§ Your objective: The line containing "Target: small potted plant" and every line after it, through the end of the records below: repeat them exactly, nothing more.

---- Supplied material

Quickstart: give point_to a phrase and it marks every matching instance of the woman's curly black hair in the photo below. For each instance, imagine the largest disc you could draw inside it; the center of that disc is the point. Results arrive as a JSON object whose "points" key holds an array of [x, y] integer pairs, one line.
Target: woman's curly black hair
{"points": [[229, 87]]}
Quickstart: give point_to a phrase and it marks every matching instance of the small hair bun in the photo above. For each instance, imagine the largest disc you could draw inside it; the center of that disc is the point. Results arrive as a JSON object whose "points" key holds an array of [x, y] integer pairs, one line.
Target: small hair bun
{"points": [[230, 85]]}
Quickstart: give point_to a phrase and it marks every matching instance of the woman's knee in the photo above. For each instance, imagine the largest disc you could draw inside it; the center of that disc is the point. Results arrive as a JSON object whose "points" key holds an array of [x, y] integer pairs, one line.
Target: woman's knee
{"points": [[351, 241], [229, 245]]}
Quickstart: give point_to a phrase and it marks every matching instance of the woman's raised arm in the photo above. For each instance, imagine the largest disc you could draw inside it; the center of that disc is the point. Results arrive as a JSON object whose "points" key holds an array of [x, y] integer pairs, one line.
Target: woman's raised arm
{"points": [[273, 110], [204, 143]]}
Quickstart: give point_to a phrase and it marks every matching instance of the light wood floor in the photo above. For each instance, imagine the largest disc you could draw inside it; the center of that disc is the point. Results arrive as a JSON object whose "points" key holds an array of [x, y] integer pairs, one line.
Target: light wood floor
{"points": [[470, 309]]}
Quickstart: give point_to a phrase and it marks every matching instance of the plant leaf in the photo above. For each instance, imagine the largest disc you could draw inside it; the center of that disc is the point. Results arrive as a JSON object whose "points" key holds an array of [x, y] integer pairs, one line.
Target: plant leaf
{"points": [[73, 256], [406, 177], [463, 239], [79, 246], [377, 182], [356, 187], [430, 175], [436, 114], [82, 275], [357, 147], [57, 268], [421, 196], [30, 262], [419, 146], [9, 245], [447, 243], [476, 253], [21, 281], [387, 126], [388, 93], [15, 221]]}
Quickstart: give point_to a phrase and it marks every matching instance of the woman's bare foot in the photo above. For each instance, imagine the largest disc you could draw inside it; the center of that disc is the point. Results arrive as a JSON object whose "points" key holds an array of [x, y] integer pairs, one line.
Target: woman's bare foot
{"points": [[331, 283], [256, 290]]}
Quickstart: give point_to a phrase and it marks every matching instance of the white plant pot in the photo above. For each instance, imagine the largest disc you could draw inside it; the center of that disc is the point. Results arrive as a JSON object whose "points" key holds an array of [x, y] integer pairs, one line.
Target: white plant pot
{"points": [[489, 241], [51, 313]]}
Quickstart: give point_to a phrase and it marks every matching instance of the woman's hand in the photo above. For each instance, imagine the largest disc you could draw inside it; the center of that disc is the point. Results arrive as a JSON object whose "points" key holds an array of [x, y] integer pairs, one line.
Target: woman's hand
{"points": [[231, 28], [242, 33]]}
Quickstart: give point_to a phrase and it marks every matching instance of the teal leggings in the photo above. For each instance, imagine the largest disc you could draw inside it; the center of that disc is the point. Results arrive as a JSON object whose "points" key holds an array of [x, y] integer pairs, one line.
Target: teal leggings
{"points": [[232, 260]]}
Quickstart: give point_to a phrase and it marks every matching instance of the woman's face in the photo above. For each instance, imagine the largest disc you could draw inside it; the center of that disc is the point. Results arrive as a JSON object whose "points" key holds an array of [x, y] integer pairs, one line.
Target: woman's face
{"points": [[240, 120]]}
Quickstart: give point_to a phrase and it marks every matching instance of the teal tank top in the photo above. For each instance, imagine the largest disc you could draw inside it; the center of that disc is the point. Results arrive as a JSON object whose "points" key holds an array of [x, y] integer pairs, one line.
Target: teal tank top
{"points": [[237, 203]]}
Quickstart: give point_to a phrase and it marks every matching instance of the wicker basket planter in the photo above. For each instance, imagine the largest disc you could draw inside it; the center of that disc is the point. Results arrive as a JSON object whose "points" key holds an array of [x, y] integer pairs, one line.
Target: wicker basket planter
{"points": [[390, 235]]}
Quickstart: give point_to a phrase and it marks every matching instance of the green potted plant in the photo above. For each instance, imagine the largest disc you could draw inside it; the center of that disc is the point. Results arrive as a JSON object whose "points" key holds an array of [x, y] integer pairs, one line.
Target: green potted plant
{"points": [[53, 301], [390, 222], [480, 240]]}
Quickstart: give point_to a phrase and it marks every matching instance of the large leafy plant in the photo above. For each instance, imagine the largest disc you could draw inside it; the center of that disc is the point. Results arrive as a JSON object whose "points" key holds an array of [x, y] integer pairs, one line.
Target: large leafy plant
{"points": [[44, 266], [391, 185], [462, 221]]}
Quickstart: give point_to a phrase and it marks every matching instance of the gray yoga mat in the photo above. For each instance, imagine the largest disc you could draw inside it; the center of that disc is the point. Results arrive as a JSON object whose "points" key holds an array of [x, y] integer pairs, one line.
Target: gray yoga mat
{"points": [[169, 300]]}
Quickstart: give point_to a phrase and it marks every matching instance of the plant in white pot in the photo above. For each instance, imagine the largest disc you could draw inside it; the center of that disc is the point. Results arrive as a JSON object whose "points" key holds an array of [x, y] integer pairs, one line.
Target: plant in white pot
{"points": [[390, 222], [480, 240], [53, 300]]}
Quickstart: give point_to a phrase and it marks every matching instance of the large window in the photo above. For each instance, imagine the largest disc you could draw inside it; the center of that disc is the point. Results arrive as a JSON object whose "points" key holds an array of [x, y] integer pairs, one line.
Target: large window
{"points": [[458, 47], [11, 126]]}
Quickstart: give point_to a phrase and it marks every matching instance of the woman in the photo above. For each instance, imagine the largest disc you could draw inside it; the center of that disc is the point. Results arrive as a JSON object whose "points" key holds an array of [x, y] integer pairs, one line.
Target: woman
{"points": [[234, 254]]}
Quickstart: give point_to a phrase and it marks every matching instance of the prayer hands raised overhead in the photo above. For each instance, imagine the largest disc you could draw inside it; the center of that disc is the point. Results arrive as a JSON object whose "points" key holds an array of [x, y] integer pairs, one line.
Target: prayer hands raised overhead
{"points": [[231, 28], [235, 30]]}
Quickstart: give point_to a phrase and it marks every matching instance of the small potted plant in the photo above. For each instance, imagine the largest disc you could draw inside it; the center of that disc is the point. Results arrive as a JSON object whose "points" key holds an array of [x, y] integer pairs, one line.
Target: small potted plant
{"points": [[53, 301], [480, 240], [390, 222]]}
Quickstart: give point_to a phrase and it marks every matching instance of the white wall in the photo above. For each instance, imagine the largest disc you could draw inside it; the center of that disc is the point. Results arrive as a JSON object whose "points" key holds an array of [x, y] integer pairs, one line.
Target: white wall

--------

§ Response area:
Target: small potted plant
{"points": [[53, 301], [480, 240], [390, 222]]}
Quickstart: give point_to a phrase and it marks every matching instance of the white wall in the photo above. For each instance, imagine the largest disc you could draw inside it; the center of that disc is the point. Results arrive as a JSON object whose "points" key holds an array of [x, y] integer pairs, one line.
Target: white wall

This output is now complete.